Continue the passage on the history of Hearst's newsreels, picking up right after its final sentence.

**Page excerpt**
---*---

Hearst produced silent newsreels under the titles of Hearst Newsreel, International Newsreel, and MGM News before settling on the generic title Hearst Metrotone News. From January 1919 to July 1929, International Newsreel was produced by Hearst's International News Service and released by Universal Studios.

Hearst began to release sound newsreels in September 1929 under an agreement with Fox Film Corporation using the Fox Movietone sound system. Hearst dissolved its agreement with Fox in October 1934, and released its newsreels through Metro-Goldwyn-Mayer from then until 1967. William Randolph Hearst was a controversial figure for several years. In November 1936, in reaction to protests and moviegoers' booing of the Hearst newsreel when it began showing, causing theaters to edit out references to Hearst, the name of the newsreel was officially changed to News of the Day by Hearst. The Hearst Metrotone News name continued to appear on the copyright notice at the end of the newsreel. Michael Fitzmaurice was the primary announcers for Hearst-Metrotone newsreels.

---*---

[Saved entries]
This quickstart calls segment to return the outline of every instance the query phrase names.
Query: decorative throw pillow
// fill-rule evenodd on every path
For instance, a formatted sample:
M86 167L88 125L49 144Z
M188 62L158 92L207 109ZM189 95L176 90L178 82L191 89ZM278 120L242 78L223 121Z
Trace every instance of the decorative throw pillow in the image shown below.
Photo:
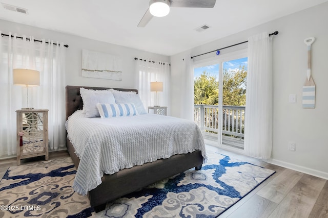
M131 91L115 91L113 92L116 104L133 103L139 114L145 114L147 112L140 99L139 94Z
M80 88L83 101L83 112L86 117L99 117L97 104L115 104L114 95L109 89L93 90Z
M101 118L138 115L135 106L133 103L97 104L97 108Z

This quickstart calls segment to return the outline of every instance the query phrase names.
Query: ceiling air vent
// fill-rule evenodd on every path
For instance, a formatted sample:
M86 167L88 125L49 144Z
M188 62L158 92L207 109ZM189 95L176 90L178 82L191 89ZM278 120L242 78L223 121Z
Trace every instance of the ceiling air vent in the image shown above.
M195 30L196 30L197 32L202 32L205 30L207 30L208 29L210 28L210 27L210 27L209 25L204 25L201 27L196 28Z
M23 14L28 14L27 9L25 8L20 8L19 7L14 6L13 5L8 5L5 3L1 3L4 6L5 9L9 10L10 11L16 11Z

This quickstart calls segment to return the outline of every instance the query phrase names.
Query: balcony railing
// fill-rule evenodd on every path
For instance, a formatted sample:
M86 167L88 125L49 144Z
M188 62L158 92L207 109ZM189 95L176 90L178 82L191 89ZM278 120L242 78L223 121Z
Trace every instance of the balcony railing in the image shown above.
M202 131L217 133L220 120L218 105L195 105L195 122ZM245 106L222 106L222 133L243 139Z

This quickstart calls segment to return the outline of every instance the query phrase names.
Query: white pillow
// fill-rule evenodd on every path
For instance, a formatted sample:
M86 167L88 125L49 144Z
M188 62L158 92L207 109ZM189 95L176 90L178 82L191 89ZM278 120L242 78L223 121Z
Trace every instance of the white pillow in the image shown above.
M139 114L145 114L147 113L144 104L141 102L139 94L134 92L131 91L115 91L113 92L115 101L116 104L120 103L133 103L135 105L137 111Z
M101 118L138 115L135 106L133 103L97 104L97 108Z
M80 94L83 101L83 110L86 117L99 117L97 104L115 104L114 95L109 89L93 90L80 88Z
M136 94L137 92L136 92L134 91L119 91L118 90L116 90L116 89L113 89L112 88L109 89L110 91L111 91L112 92L114 93L114 92L126 92L126 93L129 93L130 94Z

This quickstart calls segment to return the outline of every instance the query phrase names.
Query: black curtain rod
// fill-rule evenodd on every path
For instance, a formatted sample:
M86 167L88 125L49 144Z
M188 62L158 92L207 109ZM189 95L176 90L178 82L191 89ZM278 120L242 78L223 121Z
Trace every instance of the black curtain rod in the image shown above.
M141 58L134 58L134 60L140 60L140 61L147 61L147 60L146 59L141 59ZM155 61L148 61L148 62L155 63ZM165 63L158 62L158 64L161 64L165 65ZM169 66L171 66L171 64L169 64Z
M273 35L278 35L278 33L279 33L279 32L275 31L274 33L270 33L270 34L269 34L269 36L272 36ZM195 57L200 56L201 55L206 55L207 54L211 53L212 52L217 52L218 51L222 50L222 49L228 49L228 47L233 47L234 46L238 45L239 45L239 44L241 44L245 43L246 42L248 42L248 41L243 41L243 42L239 42L239 43L233 44L232 45L227 46L227 47L222 47L222 48L221 48L221 49L217 49L216 50L214 50L214 51L212 51L211 52L207 52L206 53L203 53L203 54L201 54L200 55L196 55L195 56L193 56L193 57L191 57L191 59L192 59L193 58L194 58Z
M9 35L7 35L7 34L4 34L3 33L2 33L2 34L1 34L1 36L2 36L2 37L3 37L4 36L9 36ZM10 37L11 37L11 38L12 38L12 37L14 37L14 36L13 36L12 35L11 35L10 36ZM23 37L21 37L21 36L16 36L16 38L18 38L18 39L23 39ZM30 41L30 39L29 38L26 38L26 40L29 40L29 41ZM37 39L34 39L34 42L42 42L42 40L37 40ZM46 43L47 44L49 44L49 42L46 42ZM52 44L54 44L55 45L57 45L57 44L56 44L56 43L52 43ZM58 44L58 46L59 46L59 45L60 45L60 44ZM64 45L64 47L68 47L68 44L65 44L65 45Z

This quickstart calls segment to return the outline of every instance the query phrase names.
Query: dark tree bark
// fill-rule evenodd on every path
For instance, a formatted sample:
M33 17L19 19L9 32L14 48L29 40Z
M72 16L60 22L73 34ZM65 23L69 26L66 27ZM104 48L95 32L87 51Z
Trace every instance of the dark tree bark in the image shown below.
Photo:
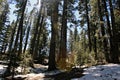
M112 51L112 48L113 48L113 41L112 41L112 31L111 31L111 26L110 26L110 19L109 19L109 13L108 13L108 10L107 10L107 4L106 4L106 0L103 0L103 4L104 4L104 10L105 10L105 16L106 16L106 19L107 19L107 29L108 29L108 34L109 34L109 40L110 40L110 54L111 54L111 51ZM110 55L109 56L109 61L110 62Z
M28 25L28 29L27 29L27 33L26 33L26 39L25 39L25 45L24 45L24 49L23 49L23 53L25 53L25 51L26 51L26 47L27 47L28 39L29 39L30 29L31 29L31 22L30 22L30 24Z
M110 17L111 17L111 23L112 23L112 32L113 32L113 36L112 36L112 43L113 46L111 46L111 62L113 63L119 63L119 49L118 49L118 42L117 42L117 36L116 33L117 29L115 26L115 16L114 16L114 11L113 11L113 6L112 6L112 1L108 0L109 2L109 6L110 6Z
M64 0L62 26L61 26L60 54L59 54L61 68L63 69L66 67L66 55L67 55L67 4L68 4L68 0Z
M26 8L26 4L27 4L27 0L23 1L23 6L22 6L22 11L21 11L21 18L20 18L20 22L19 22L19 26L20 27L20 48L18 51L18 56L20 54L22 54L22 41L23 41L23 21L24 21L24 12L25 12L25 8Z
M89 51L92 50L92 43L91 43L91 35L90 35L90 22L89 22L89 14L88 14L88 0L85 0L85 9L86 9L86 19L87 19L87 27L88 27L88 39L89 39Z
M55 1L55 4L52 9L51 23L52 23L52 29L51 29L52 34L51 34L49 63L48 63L49 71L56 69L55 54L56 54L56 39L57 39L57 27L58 27L58 1L57 0Z
M101 10L101 0L98 0L98 15L100 17L100 22L104 22L103 20L103 14L102 14L102 10ZM101 25L101 33L102 33L102 37L103 37L103 47L104 47L104 53L105 53L105 57L106 57L106 61L109 61L109 54L108 54L108 43L105 37L105 28L104 28L104 24L100 23Z
M43 3L41 3L41 4L43 5ZM41 11L43 8L42 5L41 5L39 13L38 13L38 19L37 19L37 22L35 25L35 31L34 31L34 35L33 35L33 39L32 39L31 50L30 50L30 53L33 55L33 60L35 58L35 44L36 44L36 39L37 39L37 34L38 34L38 29L39 29L39 23L40 23L40 19L41 19Z

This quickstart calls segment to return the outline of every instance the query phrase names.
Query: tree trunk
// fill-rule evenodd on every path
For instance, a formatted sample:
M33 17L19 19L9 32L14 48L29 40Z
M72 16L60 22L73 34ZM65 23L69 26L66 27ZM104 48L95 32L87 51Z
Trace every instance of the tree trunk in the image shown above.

---*---

**Task response**
Other U.S. newsreel series include The March of Time (1935-1951), Pathé News (1910-1956), Paramount News (1927-1957), Fox Movietone News (1928-1963), and Universal Newsreel (1929-1967).

In 1981, the entire Hearst newsreel library was acquired by the UCLA Film and Television Archive and held by the Packard Humanities Institute that is scanning the film on Scanity motion picture film scanner.

In cooperation with the UCLA Film and Television Archive, The Packard Humanities Institute Packard Humanities Institute developed a website (newsreels.net) to make the Hearst newsreel collection more easily accessible to the public. Over 20,000 news stories are available to view on the site.